■ Required work
1 > Using the vitamin supplements article, answer each question on its own line:
(a) What share of the population consumes over-the-counter vitamin and mineral supplements?
(b) What daily dose of vitamin D is recommended, and what does it minimize the risk of?
(c) How many vitamins and minerals did the UK Food Standards Agency review?
2 > Write a continuation of the vitamin supplements article, starting after its final sentence about side effects.

:: Extract provided

Are you taking too many vitamins? Do you know the harmful effects of consuming excessive vitamin and mineral supplements?
Vitamin deficiency syndromes are uncommon in Western countries. Overeating is more prevalent than starvation.
Then why 30 per cent of the population consumes over-the-counter vitamin and mineral supplements?
The answer is simple. They hope to improve their health and prevent disease. For healthy individuals, experts recommend the following vitamin supplements:
1. folic acid (400 ug/day) reduces the risk of heart disease, colon and breast cancer and birth defects during pregnancy,
2. vitamin B6 (2 mg/day) keeps homocystein levels down and reduces the risk of heart disease,
3. vitamin B12 (6 ug/day), – same as B6 plus reduces the risk of cancer,
4. vitamin D (400 IU/day) minimizes risk of osteoporosis and fractures,
5. omega-3 fatty acids (1000 mg/day or eat fish two to three times a week) reduces the risk of sudden heart attack by 50 to 80 per cent, and
6. a multivitamin will ensure an adequate intake of other vitamins for which the evidence of benefit is indirect.
Regular use of vitamin E and C remains controversial.
Recently, the UK Food Standards Agency reviewed 36 vitamins and minerals and discussed the potential harms that can come from consuming such supplements. This information is summarized in the Canadian Medical Association Journal by Dr. Eric Wooltorton.
If a person consumes high doses of some vitamins, especially taking them on a regular basis, may suffer from side effects. The side effects generally involve the liver, stomach and bowel. Such as: nausea, vomiting, diarrhea, liver damage, visual problems, nerve damage etc.

::::
:: Excerpted data

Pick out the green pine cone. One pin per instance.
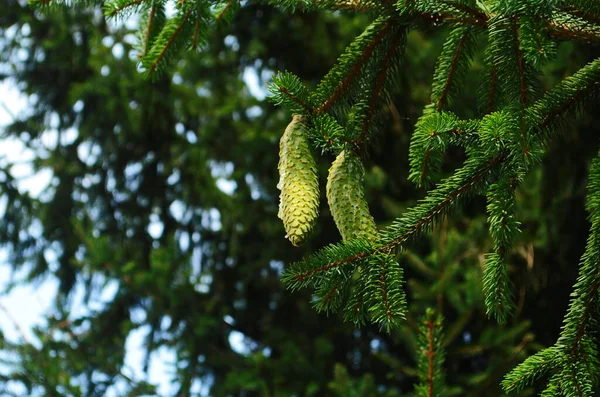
(346, 198)
(298, 182)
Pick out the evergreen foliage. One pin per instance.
(362, 276)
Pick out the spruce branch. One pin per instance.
(288, 91)
(382, 80)
(431, 357)
(153, 21)
(173, 35)
(116, 7)
(452, 65)
(532, 369)
(350, 64)
(568, 96)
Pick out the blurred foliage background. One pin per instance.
(165, 194)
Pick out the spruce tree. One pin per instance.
(361, 276)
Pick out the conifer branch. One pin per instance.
(430, 353)
(380, 81)
(339, 90)
(520, 64)
(493, 84)
(147, 31)
(443, 97)
(112, 12)
(285, 92)
(196, 33)
(170, 42)
(224, 11)
(586, 16)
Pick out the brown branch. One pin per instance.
(553, 29)
(329, 296)
(417, 227)
(170, 42)
(285, 92)
(469, 10)
(118, 9)
(425, 163)
(196, 33)
(586, 16)
(582, 324)
(430, 353)
(520, 65)
(493, 88)
(384, 297)
(568, 103)
(568, 33)
(379, 85)
(343, 85)
(147, 33)
(222, 13)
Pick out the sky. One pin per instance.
(26, 306)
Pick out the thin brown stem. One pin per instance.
(162, 54)
(351, 75)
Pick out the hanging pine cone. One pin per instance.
(345, 194)
(298, 182)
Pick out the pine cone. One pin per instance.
(298, 182)
(346, 198)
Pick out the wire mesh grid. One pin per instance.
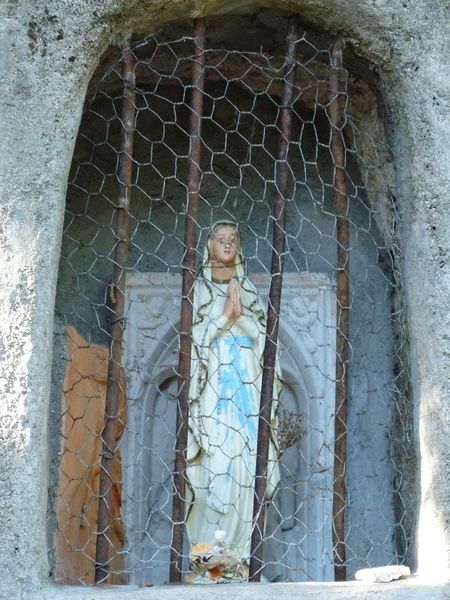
(239, 156)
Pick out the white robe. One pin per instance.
(223, 426)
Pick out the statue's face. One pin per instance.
(223, 246)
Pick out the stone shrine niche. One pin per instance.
(299, 522)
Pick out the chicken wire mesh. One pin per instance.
(239, 146)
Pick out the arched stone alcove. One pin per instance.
(49, 58)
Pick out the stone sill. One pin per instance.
(412, 589)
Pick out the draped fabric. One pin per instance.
(224, 405)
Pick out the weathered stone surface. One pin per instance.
(48, 52)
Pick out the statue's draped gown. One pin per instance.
(224, 404)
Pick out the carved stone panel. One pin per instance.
(299, 522)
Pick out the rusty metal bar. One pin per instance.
(117, 296)
(342, 291)
(188, 273)
(273, 313)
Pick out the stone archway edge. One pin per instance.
(47, 59)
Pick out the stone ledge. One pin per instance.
(412, 589)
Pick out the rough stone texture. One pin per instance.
(48, 51)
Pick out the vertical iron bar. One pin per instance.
(188, 274)
(117, 296)
(273, 313)
(342, 291)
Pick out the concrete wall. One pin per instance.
(48, 52)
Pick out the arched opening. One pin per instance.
(239, 139)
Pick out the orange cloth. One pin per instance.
(83, 411)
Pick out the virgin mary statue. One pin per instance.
(227, 345)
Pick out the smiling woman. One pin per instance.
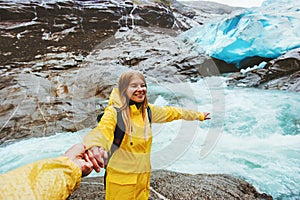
(128, 169)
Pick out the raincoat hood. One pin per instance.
(114, 98)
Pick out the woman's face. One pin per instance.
(137, 89)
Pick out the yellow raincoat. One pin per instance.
(128, 171)
(47, 179)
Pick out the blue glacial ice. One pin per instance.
(267, 31)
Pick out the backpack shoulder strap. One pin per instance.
(149, 115)
(120, 129)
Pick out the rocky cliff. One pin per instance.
(60, 59)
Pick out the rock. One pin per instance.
(281, 73)
(173, 185)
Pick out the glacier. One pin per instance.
(267, 31)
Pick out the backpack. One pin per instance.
(118, 134)
(119, 130)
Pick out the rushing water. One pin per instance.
(253, 134)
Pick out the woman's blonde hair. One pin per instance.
(123, 84)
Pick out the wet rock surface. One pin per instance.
(173, 185)
(282, 73)
(60, 59)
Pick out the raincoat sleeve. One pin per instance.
(103, 134)
(168, 113)
(47, 179)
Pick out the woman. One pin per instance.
(128, 170)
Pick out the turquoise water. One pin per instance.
(254, 134)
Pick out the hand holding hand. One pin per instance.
(77, 154)
(98, 156)
(206, 116)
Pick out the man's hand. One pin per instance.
(98, 156)
(77, 154)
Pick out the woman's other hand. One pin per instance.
(98, 156)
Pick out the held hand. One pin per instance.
(77, 154)
(206, 116)
(98, 156)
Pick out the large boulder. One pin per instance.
(173, 185)
(282, 73)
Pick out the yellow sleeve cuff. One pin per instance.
(201, 117)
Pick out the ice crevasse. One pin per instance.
(267, 31)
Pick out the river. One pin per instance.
(253, 134)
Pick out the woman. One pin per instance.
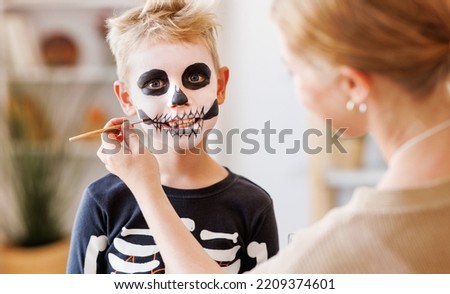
(373, 66)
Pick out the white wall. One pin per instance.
(260, 89)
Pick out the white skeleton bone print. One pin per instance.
(129, 265)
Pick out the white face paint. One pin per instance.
(174, 90)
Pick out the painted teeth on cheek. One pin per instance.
(181, 124)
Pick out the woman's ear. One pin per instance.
(222, 80)
(355, 84)
(124, 98)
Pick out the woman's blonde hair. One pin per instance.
(407, 41)
(161, 21)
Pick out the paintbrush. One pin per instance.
(99, 131)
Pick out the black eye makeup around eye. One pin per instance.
(154, 82)
(196, 76)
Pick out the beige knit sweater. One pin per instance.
(404, 231)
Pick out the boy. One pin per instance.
(169, 76)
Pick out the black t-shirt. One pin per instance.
(233, 220)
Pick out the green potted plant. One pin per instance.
(37, 171)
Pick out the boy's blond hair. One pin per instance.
(161, 21)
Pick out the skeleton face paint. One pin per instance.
(176, 91)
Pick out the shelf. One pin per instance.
(29, 5)
(339, 178)
(63, 75)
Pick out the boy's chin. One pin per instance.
(186, 144)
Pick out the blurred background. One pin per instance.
(56, 75)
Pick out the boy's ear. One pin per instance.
(356, 84)
(124, 98)
(222, 80)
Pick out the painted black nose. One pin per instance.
(179, 98)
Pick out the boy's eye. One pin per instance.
(155, 85)
(153, 82)
(196, 78)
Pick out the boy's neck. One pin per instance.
(189, 171)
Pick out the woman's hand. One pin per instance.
(126, 157)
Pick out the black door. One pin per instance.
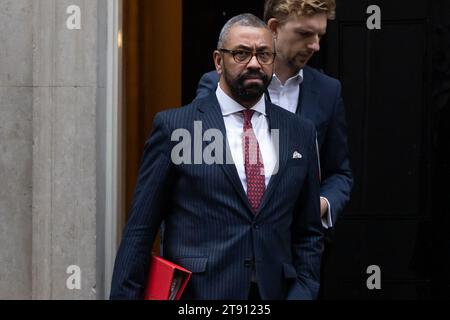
(396, 89)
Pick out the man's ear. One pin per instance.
(273, 25)
(218, 59)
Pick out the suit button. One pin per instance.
(248, 263)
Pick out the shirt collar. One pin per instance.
(229, 106)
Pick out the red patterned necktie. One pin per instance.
(253, 162)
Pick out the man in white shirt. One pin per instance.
(298, 26)
(248, 228)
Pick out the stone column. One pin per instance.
(65, 94)
(16, 96)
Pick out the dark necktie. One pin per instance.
(253, 162)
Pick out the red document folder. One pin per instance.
(166, 280)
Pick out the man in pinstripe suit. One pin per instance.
(246, 228)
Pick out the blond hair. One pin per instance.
(283, 9)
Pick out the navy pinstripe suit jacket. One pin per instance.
(320, 101)
(209, 227)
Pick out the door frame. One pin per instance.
(114, 160)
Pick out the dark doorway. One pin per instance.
(396, 89)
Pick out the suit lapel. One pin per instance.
(309, 97)
(212, 119)
(276, 125)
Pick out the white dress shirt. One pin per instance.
(286, 96)
(234, 125)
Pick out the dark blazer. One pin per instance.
(321, 103)
(209, 227)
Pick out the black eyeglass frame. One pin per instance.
(253, 53)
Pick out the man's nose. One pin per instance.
(315, 44)
(254, 63)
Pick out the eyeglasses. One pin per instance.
(244, 56)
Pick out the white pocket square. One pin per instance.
(297, 155)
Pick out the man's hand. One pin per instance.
(323, 207)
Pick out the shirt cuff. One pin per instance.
(327, 222)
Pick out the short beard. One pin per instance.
(247, 93)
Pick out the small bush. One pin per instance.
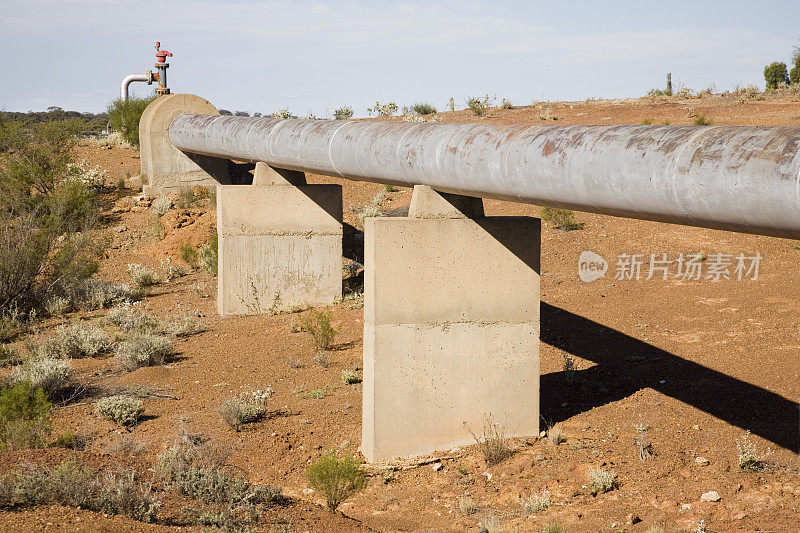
(182, 325)
(124, 117)
(77, 486)
(467, 505)
(750, 460)
(423, 108)
(209, 255)
(246, 407)
(383, 110)
(563, 219)
(477, 105)
(337, 479)
(75, 341)
(536, 503)
(143, 349)
(96, 293)
(161, 205)
(54, 376)
(776, 75)
(131, 318)
(189, 255)
(10, 355)
(350, 377)
(24, 417)
(318, 325)
(493, 444)
(555, 435)
(702, 120)
(343, 113)
(120, 409)
(601, 480)
(127, 446)
(368, 212)
(142, 277)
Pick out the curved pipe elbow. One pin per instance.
(130, 78)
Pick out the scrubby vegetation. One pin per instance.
(78, 486)
(318, 325)
(337, 479)
(74, 341)
(24, 417)
(343, 113)
(246, 407)
(563, 219)
(120, 409)
(45, 216)
(143, 349)
(124, 117)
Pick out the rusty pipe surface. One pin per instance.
(733, 178)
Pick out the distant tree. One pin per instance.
(775, 75)
(794, 74)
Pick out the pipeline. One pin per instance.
(130, 78)
(734, 178)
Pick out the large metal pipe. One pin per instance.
(726, 177)
(130, 78)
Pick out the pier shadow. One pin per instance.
(626, 364)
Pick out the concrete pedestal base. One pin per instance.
(280, 244)
(164, 167)
(451, 326)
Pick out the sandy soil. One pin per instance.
(697, 362)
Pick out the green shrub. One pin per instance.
(24, 417)
(423, 108)
(189, 255)
(601, 480)
(209, 255)
(124, 117)
(10, 355)
(383, 110)
(478, 105)
(563, 219)
(750, 459)
(77, 340)
(246, 407)
(54, 376)
(318, 325)
(343, 113)
(74, 485)
(349, 377)
(493, 444)
(44, 217)
(120, 409)
(131, 318)
(143, 349)
(775, 75)
(702, 120)
(337, 479)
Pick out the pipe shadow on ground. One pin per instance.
(626, 364)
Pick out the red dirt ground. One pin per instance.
(697, 362)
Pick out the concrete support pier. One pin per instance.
(280, 243)
(164, 167)
(451, 326)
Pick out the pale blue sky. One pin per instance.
(315, 56)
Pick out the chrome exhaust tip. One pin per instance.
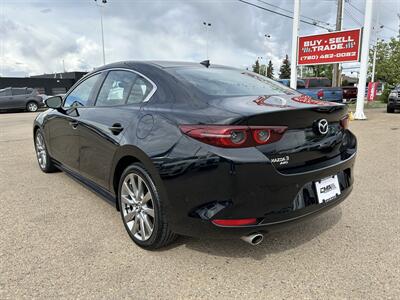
(253, 239)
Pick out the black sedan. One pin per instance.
(196, 149)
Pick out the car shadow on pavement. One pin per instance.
(280, 241)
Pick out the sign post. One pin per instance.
(359, 114)
(329, 48)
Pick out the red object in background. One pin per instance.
(328, 48)
(372, 88)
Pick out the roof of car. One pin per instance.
(156, 63)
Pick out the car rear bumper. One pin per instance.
(217, 188)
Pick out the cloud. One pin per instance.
(36, 36)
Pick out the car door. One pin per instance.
(102, 127)
(6, 100)
(62, 126)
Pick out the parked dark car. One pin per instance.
(183, 148)
(394, 100)
(20, 99)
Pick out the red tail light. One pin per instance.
(235, 222)
(320, 94)
(344, 122)
(234, 136)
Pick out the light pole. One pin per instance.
(100, 6)
(377, 31)
(295, 34)
(207, 25)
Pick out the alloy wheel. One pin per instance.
(137, 207)
(41, 151)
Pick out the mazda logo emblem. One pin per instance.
(322, 126)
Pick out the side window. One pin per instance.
(19, 91)
(116, 88)
(140, 90)
(80, 95)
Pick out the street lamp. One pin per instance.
(100, 6)
(207, 26)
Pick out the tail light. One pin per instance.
(234, 136)
(234, 222)
(320, 94)
(344, 122)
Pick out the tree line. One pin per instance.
(284, 70)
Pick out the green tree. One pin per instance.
(284, 71)
(256, 67)
(270, 70)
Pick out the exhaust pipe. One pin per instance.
(253, 239)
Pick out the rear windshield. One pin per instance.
(230, 82)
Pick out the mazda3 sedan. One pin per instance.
(198, 149)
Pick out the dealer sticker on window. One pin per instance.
(327, 189)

::::

■ Responses per task
1 >
(a) 30 per cent
(b) 400 IU/day; it minimizes the risk of osteoporosis and fractures.
(c) 36

2 >
The CMAJ article says that minerals taken as supplements can also be toxic. For example:
-magnesium can cause diarrhea at doses above 400 mg/d;
-phosphorus can cause diarrhea at doses above 750 mg/d, and mild nausea and vomiting at lower doses;
-iron can cause constipation, nausea and vomiting, reduced zinc uptake, and iron overload;
-zinc can cause nausea and vomiting, immunosuppression and impaired copper uptake; and
-selenium at doses above 0.91 mg/d can cause brittle hair and nails, peripheral neuropathies and gastrointestinal upset.
Is it possible to prevent vitamin and mineral toxicity?
Yes, regular screening enquiries about the use and dose of vitamin and mineral supplements may help to optimize a patient’s nutrient intake and avoid potential harm from inappropriate use of supplements (e.g., intake of beta carotene by smokers may increase the risk of lung cancer), says CMAJ article.
The article says that the European Union recently moved to adopt strict labeling standards for vitamin and mineral supplements, including having manufacturers list the percentage of a person’s daily intake that is represented by one dose of the product, as well as toxicity warnings when they are appropriate.
Will Canada adopt similar standards? asks Dr. Wooltorton. Only time will tell. In the mean time, do not over dose yourself with vitamins and minerals. Eat a healthy diet, eat lots of fruits and vegetables, exercise regularly and take vitamins as described above.